## TASKS TO CARRY OUT
a: Can you copy the passage from the check-in account between "We walked in" and "neck, and left.", inclusive?
b: Which health conditions does the check-in account say the brother now has to manage?

## PAGE EXCERPT
When we finally arrived at the facility, it was dark, and I will never forget what he said as we drove down the dirt road to get there, “You paid $$ for this?!?”
“Yep, we did. Well, actually not me, but yeah. Bro, you asked for a remote location!”
It was dark, and a few lights lit up two small buildings back in the woods.
We pulled in and could barely see where we were going. We walked the property looking for life. We couldn’t find any, and then a car pulled in, and it was the nurse for after-hours check-in. Justin had already arranged for staff to be there to admit him.
We walked in and dropped his things for check-in. They would go through it all.
They checked his blood pressure, and it was 184/126. Keep in mind that was hours after I picked him up. Can you imagine what it was in his trailer?
I said my goodbyes, hugged his neck, and left.
The whole way home, I thanked the Lord for what he had done. I was so grateful to God that he loves us so much, even in our struggles. My brother believed in the Lord, but his life was not reflecting it.
Through the Holy Spirit, I was so thankful the Lord kept pressing on me the urgency of the matter through James’s calls and texts. Had I ignored them, had I told myself that our relationship was so fragmented, why bother? Had I ignored that still small voice, there’s a real possibility my brother would be dead today.
From a medical review, we learned he was on death’s door – a few points away from organ shutdown. He now has to manage type 2 diabetes and high blood pressure along with liver issues. It hit home for me even more so how vital a relationship with the Lord is for me and how much the Lord loves James and me even in our brokenness.

Saved entries
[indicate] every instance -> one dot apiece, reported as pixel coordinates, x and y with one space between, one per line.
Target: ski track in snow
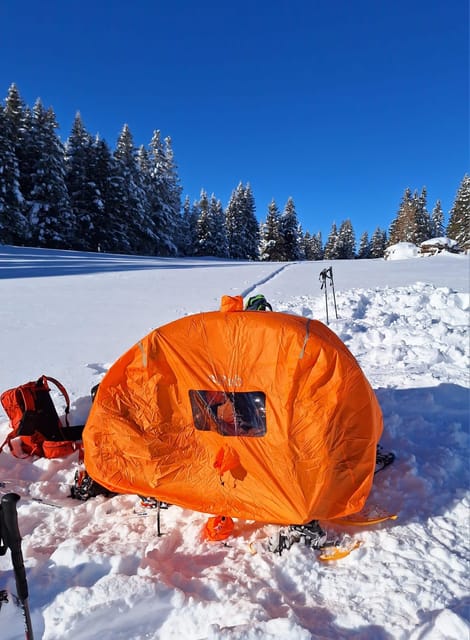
98 572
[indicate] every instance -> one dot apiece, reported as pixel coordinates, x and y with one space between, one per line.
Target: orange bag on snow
263 416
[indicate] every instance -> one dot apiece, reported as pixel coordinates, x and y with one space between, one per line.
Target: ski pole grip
13 541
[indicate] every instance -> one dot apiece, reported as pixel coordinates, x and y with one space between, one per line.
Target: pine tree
165 195
110 233
220 232
19 120
378 243
330 252
13 227
270 239
85 197
204 229
188 228
346 242
459 220
241 225
314 247
50 215
437 221
412 223
364 246
133 207
289 231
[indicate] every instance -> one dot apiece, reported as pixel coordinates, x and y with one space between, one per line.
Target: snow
97 571
440 242
401 251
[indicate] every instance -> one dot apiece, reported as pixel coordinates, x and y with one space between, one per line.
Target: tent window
229 413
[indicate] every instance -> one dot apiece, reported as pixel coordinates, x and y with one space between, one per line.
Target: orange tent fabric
263 416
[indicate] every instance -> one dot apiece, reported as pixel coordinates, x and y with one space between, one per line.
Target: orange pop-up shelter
257 415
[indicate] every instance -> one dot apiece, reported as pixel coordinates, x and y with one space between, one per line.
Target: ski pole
12 539
323 276
333 287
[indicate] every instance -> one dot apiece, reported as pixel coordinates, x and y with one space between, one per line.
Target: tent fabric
257 415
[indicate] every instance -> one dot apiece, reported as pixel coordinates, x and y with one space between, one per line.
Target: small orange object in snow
218 528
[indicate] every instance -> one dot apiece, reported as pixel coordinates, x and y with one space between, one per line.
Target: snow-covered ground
97 571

## ANSWERS TO THIS EXERCISE
a:
We walked in and dropped his things for check-in. They would go through it all.
They checked his blood pressure, and it was 184/126. Keep in mind that was hours after I picked him up. Can you imagine what it was in his trailer?
I said my goodbyes, hugged his neck, and left.

b:
- type 2 diabetes
- high blood pressure
- liver issues